Goal »
In the records below, add 20 to every coordinate in the answers from the line with "the man's eyeglasses" up to and including the line with "point(775, 201)". Write out those lines again, requests included.

Provided entries »
=-=-=-=-=

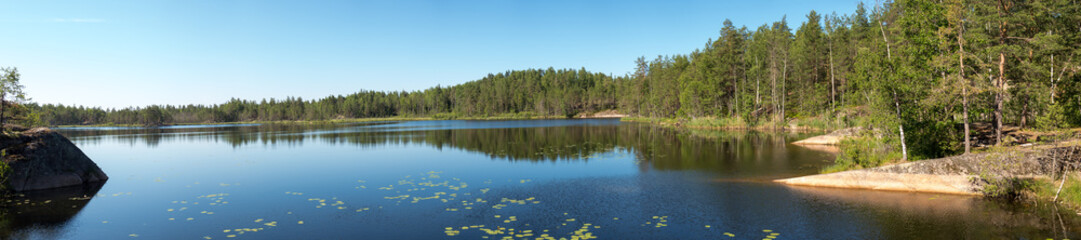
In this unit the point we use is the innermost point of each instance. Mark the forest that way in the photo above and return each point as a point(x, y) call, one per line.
point(925, 72)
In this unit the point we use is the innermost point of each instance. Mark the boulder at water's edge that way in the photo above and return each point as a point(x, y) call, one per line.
point(41, 159)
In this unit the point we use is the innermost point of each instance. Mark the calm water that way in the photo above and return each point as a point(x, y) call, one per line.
point(475, 180)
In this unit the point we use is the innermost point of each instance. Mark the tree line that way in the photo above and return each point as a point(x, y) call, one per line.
point(538, 92)
point(929, 69)
point(926, 70)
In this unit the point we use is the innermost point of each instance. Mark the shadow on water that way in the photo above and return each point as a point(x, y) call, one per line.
point(966, 216)
point(48, 211)
point(736, 154)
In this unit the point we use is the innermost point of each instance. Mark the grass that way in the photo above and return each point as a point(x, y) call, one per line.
point(1070, 195)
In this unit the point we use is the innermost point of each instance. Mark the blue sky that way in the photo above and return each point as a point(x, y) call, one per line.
point(137, 53)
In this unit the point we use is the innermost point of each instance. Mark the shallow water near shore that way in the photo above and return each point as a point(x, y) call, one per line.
point(476, 180)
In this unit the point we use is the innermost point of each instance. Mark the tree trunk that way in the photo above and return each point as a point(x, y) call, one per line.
point(882, 28)
point(964, 87)
point(758, 82)
point(2, 96)
point(999, 96)
point(784, 91)
point(832, 87)
point(901, 128)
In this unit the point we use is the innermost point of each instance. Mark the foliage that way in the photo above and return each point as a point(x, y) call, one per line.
point(510, 94)
point(862, 152)
point(1008, 188)
point(4, 171)
point(930, 68)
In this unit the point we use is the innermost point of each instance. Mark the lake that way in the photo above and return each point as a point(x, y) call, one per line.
point(485, 180)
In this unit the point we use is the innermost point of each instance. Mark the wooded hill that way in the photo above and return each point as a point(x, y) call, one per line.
point(930, 68)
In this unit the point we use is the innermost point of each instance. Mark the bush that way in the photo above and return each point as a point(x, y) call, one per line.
point(1008, 188)
point(445, 116)
point(863, 152)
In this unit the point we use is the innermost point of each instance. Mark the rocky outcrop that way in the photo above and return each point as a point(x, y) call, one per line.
point(41, 159)
point(961, 175)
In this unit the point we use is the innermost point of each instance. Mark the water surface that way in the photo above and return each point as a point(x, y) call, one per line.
point(475, 180)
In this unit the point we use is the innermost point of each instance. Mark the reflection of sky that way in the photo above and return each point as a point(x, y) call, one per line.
point(612, 184)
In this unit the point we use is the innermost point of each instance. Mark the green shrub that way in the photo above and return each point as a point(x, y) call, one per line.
point(1009, 188)
point(863, 152)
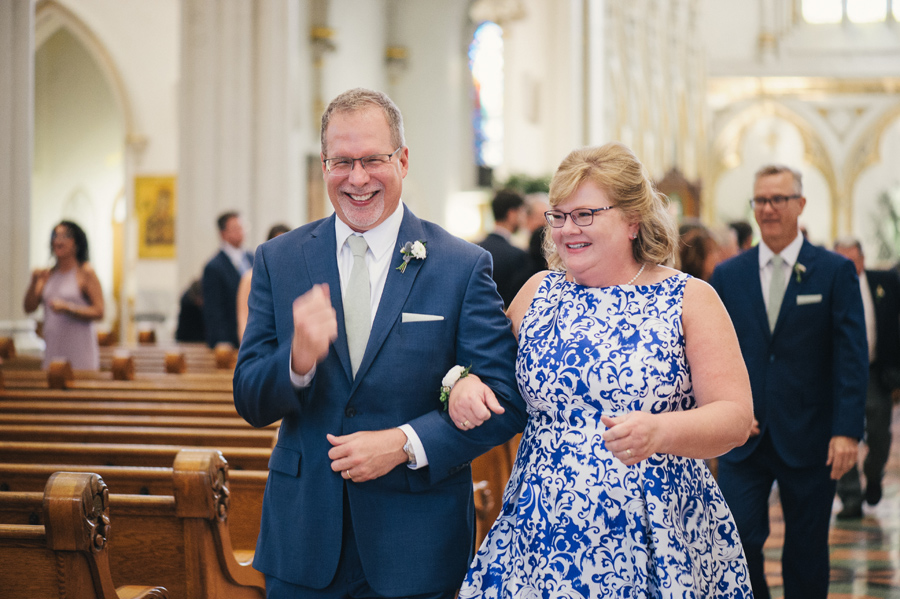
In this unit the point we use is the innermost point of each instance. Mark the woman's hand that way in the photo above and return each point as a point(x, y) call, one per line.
point(471, 403)
point(632, 437)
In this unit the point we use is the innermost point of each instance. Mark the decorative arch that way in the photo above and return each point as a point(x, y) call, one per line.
point(50, 17)
point(727, 143)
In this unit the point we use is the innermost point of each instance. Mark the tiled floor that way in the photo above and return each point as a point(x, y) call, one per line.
point(865, 554)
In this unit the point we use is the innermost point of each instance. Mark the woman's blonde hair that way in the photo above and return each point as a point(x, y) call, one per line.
point(616, 170)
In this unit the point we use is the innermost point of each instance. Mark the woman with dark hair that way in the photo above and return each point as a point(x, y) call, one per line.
point(72, 298)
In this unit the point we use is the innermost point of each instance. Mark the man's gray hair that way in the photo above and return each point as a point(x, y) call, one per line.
point(359, 98)
point(776, 169)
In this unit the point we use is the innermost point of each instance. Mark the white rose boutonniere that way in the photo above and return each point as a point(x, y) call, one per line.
point(412, 250)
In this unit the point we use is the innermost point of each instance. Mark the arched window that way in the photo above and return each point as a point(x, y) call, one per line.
point(486, 65)
point(855, 11)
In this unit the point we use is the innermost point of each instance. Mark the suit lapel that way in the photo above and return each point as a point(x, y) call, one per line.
point(396, 289)
point(757, 302)
point(321, 262)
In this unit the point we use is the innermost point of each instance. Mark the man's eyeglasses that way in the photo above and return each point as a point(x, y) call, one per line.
point(371, 164)
point(581, 217)
point(775, 201)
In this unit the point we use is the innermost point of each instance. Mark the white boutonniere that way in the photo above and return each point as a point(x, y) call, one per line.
point(452, 377)
point(412, 250)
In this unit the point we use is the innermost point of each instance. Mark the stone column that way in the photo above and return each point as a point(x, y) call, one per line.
point(16, 146)
point(239, 124)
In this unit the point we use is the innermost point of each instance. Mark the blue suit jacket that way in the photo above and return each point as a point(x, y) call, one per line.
point(809, 375)
point(220, 283)
point(414, 528)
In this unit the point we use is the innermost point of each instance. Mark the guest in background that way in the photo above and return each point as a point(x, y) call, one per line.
point(744, 232)
point(880, 290)
point(221, 277)
point(190, 315)
point(698, 252)
point(799, 318)
point(72, 297)
point(243, 294)
point(512, 266)
point(535, 221)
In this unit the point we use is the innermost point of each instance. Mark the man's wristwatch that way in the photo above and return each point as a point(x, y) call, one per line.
point(410, 453)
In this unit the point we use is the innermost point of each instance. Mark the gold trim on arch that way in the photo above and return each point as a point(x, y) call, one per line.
point(728, 156)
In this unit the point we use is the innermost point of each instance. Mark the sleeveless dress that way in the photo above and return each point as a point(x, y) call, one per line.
point(68, 337)
point(575, 521)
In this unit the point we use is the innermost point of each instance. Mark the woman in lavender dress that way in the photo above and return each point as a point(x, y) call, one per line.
point(72, 299)
point(632, 375)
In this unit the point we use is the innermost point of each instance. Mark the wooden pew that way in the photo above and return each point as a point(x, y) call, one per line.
point(118, 395)
point(181, 540)
point(122, 454)
point(246, 487)
point(61, 376)
point(124, 408)
point(162, 435)
point(68, 557)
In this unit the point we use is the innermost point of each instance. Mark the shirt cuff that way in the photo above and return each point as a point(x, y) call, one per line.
point(301, 381)
point(421, 458)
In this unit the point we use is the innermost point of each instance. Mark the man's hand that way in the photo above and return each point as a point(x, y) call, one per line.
point(367, 455)
point(842, 455)
point(471, 403)
point(315, 328)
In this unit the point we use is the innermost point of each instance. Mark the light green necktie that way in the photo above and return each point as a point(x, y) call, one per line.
point(357, 303)
point(776, 290)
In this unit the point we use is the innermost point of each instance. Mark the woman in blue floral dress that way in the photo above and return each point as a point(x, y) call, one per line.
point(633, 375)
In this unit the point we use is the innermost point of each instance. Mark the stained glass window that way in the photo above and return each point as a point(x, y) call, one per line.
point(486, 64)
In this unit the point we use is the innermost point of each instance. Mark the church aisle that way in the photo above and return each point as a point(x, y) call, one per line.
point(865, 554)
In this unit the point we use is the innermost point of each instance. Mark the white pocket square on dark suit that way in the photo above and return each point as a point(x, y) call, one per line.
point(414, 317)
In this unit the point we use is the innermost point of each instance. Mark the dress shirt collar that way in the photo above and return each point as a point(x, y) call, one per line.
point(788, 254)
point(381, 239)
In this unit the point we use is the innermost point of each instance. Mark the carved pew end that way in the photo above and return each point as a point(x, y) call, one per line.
point(60, 374)
point(175, 362)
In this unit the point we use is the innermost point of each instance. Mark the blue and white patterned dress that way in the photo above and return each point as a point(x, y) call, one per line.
point(576, 522)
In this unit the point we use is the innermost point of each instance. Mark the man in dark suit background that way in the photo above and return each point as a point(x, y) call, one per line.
point(512, 266)
point(355, 320)
point(880, 290)
point(798, 315)
point(221, 277)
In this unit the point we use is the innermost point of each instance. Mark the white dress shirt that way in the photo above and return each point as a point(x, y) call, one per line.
point(869, 312)
point(788, 254)
point(381, 241)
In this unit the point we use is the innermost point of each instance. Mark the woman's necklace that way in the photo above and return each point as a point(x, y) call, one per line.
point(634, 278)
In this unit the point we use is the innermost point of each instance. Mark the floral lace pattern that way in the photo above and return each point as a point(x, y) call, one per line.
point(575, 521)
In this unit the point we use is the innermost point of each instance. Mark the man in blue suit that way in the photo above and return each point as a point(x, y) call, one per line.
point(221, 277)
point(370, 489)
point(798, 315)
point(880, 290)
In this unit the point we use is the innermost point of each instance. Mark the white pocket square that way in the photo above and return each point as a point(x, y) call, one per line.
point(413, 317)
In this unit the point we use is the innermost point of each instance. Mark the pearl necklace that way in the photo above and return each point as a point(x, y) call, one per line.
point(634, 278)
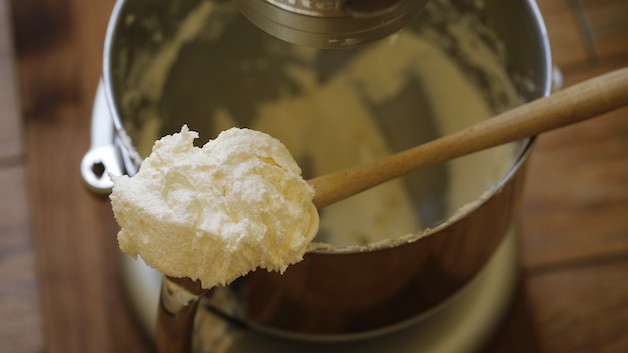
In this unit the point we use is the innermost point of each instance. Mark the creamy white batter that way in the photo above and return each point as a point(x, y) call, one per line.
point(218, 212)
point(331, 126)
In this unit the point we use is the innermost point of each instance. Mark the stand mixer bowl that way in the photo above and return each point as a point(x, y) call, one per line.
point(329, 23)
point(161, 71)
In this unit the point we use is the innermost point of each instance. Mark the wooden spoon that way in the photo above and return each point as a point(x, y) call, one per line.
point(570, 105)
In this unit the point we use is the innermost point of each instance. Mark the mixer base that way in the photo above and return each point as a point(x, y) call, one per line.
point(463, 325)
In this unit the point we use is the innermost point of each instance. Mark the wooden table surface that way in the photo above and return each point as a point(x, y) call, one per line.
point(60, 287)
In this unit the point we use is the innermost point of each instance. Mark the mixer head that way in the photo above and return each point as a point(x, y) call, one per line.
point(330, 23)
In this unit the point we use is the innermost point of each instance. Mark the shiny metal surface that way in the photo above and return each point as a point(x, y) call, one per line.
point(328, 23)
point(332, 293)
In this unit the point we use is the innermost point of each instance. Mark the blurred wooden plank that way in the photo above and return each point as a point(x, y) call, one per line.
point(10, 131)
point(20, 329)
point(576, 200)
point(584, 309)
point(606, 21)
point(83, 304)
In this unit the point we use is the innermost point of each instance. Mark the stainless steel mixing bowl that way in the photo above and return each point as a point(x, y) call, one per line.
point(334, 292)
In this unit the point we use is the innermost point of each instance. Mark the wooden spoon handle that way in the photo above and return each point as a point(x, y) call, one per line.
point(570, 105)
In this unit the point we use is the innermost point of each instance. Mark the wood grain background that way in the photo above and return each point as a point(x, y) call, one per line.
point(60, 287)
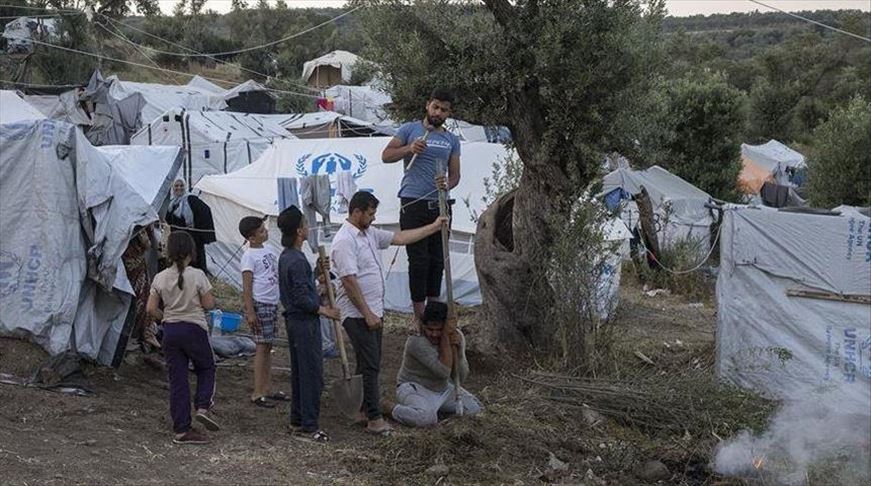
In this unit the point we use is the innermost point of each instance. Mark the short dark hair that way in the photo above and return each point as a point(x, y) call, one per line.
point(363, 201)
point(289, 221)
point(435, 313)
point(249, 225)
point(442, 94)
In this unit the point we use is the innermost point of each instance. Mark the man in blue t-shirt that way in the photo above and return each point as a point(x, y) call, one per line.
point(437, 151)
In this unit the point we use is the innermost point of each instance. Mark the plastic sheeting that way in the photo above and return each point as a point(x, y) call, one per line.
point(678, 206)
point(771, 161)
point(253, 191)
point(14, 109)
point(67, 218)
point(793, 347)
point(213, 142)
point(342, 60)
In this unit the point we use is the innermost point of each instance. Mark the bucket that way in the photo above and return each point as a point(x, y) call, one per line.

=-=-=-=-=

Worked answer »
In this unit the point we use is the innermost point of each instance. Mark the man's eyeglasses that way in the photo above and return each point as a point(x, y) call, one per line.
point(391, 184)
point(601, 237)
point(795, 221)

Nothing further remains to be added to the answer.